My final stillspot for the day is called “Wall-An Apartment,” and it’s a private residence on 82nd and 34th Avenue. A grass-topped dining table calls attention to itself in the center of the living room. As we stillspottersa group of three at this location— sit on the couch, with our backs to the street-facing window, and listen to a poem about home by Ishle Yi Park, our view is that of the lush green surface of the table. My mind wanders, this time distracted by the table which makes me think of a floating grassy field. The apartment is quiet and bright. Through the open window, I can hear the distant hum of traffic. It is indeed a meditative space. With its precise design and minimalist décor, it reminds me of an architect’s showroom or a waiting room at a spa. Afterwards, we learn that there is a newborn napping in the bedroom. I can’t help but wonder whether the tranquility will endure once the infant is a toddler and the sparsely furnished apartment is filled with toys.

I return to Jackson Heights the next two weekends, ostensibly to visit the remaining stillspots suggested by the Guggenheim. But, really, I end up using the museum’s map as a reference for my own wanderings on now familiar streets, making forays inside shops and basement corridors, lured by smells and sounds and women in saris who distribute cards for their husbands’ businesses. It is as much the opposite of stillness—the haphazard collision of cultures; the messy confusion of disparate fashions in storefronts and streetwear; the loudspeaker-blaring vans parked on sidewalks—as it is the surprising experiences of tranquility that keep calling me back.

Le Gran Uruguay Cafe.

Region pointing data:
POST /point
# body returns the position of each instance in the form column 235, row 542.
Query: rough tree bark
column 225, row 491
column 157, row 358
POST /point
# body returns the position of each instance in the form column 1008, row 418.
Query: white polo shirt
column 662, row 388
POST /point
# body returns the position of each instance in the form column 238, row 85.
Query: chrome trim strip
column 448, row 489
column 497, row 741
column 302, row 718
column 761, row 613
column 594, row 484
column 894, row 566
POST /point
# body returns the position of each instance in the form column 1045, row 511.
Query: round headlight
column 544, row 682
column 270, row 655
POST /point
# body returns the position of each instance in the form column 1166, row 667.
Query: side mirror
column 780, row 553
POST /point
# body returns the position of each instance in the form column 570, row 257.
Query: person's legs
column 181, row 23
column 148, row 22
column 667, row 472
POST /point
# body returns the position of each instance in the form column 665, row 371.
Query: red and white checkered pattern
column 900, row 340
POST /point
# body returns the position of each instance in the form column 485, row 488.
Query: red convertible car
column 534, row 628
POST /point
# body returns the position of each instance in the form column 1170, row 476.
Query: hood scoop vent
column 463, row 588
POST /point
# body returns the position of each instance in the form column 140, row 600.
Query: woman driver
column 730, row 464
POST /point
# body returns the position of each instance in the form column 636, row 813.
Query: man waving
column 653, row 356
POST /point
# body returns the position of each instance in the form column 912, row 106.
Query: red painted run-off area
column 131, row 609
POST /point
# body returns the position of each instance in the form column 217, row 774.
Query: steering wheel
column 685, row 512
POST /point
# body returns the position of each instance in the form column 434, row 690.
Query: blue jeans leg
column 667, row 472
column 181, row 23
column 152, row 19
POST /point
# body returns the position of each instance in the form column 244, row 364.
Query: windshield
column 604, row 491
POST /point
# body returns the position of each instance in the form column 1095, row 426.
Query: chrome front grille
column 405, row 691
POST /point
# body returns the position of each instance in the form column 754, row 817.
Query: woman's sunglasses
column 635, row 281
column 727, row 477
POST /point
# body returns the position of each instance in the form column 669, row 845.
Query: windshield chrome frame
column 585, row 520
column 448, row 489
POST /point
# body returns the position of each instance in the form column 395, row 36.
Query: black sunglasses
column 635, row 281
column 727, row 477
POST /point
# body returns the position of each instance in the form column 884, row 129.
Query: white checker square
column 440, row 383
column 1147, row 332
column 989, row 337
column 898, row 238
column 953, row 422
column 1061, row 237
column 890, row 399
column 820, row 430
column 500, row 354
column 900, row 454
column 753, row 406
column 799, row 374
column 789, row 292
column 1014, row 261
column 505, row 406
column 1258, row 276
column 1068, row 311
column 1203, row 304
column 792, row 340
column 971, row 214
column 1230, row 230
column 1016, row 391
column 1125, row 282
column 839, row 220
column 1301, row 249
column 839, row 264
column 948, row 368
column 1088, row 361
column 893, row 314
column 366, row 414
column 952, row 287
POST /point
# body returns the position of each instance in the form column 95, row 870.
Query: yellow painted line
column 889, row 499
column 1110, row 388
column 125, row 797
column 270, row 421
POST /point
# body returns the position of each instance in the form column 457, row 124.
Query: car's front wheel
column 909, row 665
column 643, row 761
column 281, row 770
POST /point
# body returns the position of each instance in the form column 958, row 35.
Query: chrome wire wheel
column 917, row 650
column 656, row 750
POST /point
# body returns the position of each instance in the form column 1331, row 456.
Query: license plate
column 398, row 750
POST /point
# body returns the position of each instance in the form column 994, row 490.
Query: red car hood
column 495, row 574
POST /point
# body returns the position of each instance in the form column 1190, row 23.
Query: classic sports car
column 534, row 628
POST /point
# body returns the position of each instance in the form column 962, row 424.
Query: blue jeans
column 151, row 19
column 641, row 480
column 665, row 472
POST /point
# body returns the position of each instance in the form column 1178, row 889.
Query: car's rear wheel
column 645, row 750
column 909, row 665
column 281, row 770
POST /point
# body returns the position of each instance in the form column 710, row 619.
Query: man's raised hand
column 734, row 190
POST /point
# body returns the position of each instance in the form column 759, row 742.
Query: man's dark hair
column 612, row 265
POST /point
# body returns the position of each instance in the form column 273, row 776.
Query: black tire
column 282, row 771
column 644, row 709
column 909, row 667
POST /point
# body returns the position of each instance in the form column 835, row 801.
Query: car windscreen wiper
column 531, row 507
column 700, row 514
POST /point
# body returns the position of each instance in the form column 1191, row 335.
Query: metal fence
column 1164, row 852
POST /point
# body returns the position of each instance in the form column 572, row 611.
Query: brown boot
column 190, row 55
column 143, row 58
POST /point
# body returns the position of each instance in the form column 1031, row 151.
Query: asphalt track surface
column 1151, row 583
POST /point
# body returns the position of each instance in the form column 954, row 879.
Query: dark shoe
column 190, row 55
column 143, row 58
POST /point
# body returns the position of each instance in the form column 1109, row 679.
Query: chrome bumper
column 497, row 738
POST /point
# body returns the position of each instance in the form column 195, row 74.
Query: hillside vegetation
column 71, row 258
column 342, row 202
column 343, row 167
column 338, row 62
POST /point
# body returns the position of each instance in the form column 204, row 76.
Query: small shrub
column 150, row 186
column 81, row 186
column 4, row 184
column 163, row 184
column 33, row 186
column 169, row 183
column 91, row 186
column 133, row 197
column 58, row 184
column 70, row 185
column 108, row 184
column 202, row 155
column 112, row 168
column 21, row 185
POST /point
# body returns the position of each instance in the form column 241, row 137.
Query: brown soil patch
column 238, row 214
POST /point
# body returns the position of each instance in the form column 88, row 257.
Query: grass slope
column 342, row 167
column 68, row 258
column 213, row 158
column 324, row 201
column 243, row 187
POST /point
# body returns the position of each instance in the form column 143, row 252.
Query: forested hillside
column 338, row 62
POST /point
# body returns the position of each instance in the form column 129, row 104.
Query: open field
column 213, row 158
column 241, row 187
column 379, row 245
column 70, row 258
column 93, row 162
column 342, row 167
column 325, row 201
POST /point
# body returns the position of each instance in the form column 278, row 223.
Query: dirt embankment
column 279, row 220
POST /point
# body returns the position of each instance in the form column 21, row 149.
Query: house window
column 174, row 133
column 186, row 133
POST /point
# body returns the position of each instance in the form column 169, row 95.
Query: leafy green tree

Tasks to perform:
- A) According to the essay on stillspots, what keeps drawing the writer back to Jackson Heights? Reply in one to three sentences.
- B) In the essay on stillspots, what sits in the center of the living room at "Wall-An Apartment"?
- C) Carry on with the essay on stillspots from the point where it stops.
The region pointing data is material apart from the essay on stillspots.

Results:
- A) The writer is drawn back as much by the opposite of stillness as by the surprising experiences of tranquility. That opposite includes the haphazard collision of cultures, the messy confusion of disparate fashions in storefronts and streetwear, and the loudspeaker-blaring vans parked on sidewalks.

- B) A grass-topped dining table.

- C)
At La Gran Uruguaya Bakery, a stillspot that consistently defies stillness—I visit on three separate occasions. Every nook and cranny is filled with cheering, jeering soccer fans, and there are blaring television screens on every wall. The café is louder than the Roosevelt Avenue subway station. I order a guava cheese cambray and am instantly infected by the ebullient atmosphere of the café. Whole families crowd together. Children clamber in and out of grandparents’ laps and crawl between legs under the tables. (Each time a goal is scored, someone clangs a brass bell!) Here, it isn’t stillness but joyous enthusiasm that rejuvenates the soul. On my first visit, I take a peek at the back of the café and discover four dedicated stillspotters seated on foam stools around the storyteller as he struggles to read over the bacchanal. I presume that a scheduling glitch around the soccer season slipped by the curators.

Ears ringing and heart thumping, I make my way to the Garden at St. Mark’s Episcopal Church. It is as if I’ve traveled to another town. The serenity of the garden is riveting. I find a spot on a bench beneath a cherry blossom tree and relinquish myself to Xia’s soothing voice as she reads an essay by Maria Terrone. I savor the breeze and sunlight, watch petals float down to the grass. This, I think, is stillspotting.

My mind trails back to the bartender at Terraza 7. Nothing is light here, she said, referring to the drinks. But she might just as easily have been talking about Jackson Heights. In my walks around the neighborhood, I find almost everywhere I look there is a sense of legacy. The streets, the storefronts, the vending carts, they’re all heavy with story and history, with ritual, and the memory of rituals, both cultural and familial. I think about the lime halves guarding the entrances to astrologers’ offices; the jewelry stores with little shrines dedicated to Ganesh, the elephant god; the incense and sage leaves burning all day in the South Asian and Latin sections of the neighborhood, keeping the “bad” out, as a deli owner explained.

The museum’s release form asked me to accept responsibility for myself on the streets. Apart from a Navajo medicine man who was dubiously intent on balancing my chakra energy and cleansing my aura, the streets of Jackson Heights have been good to me. I stop at Kebab King for a cup of chai before the journey back on the F train to Manhattan. The Pedestrian Plaza is packed with families. A handful of stillspotters perched on foam stools are listening to a story about migration.  The storyteller looks up, recognizes me and waves. I wave back, feeling lucky. As if I, too, after all the walking and combing the streets for stillness, now have a claim on Jackson Heights—and am much richer for the experience.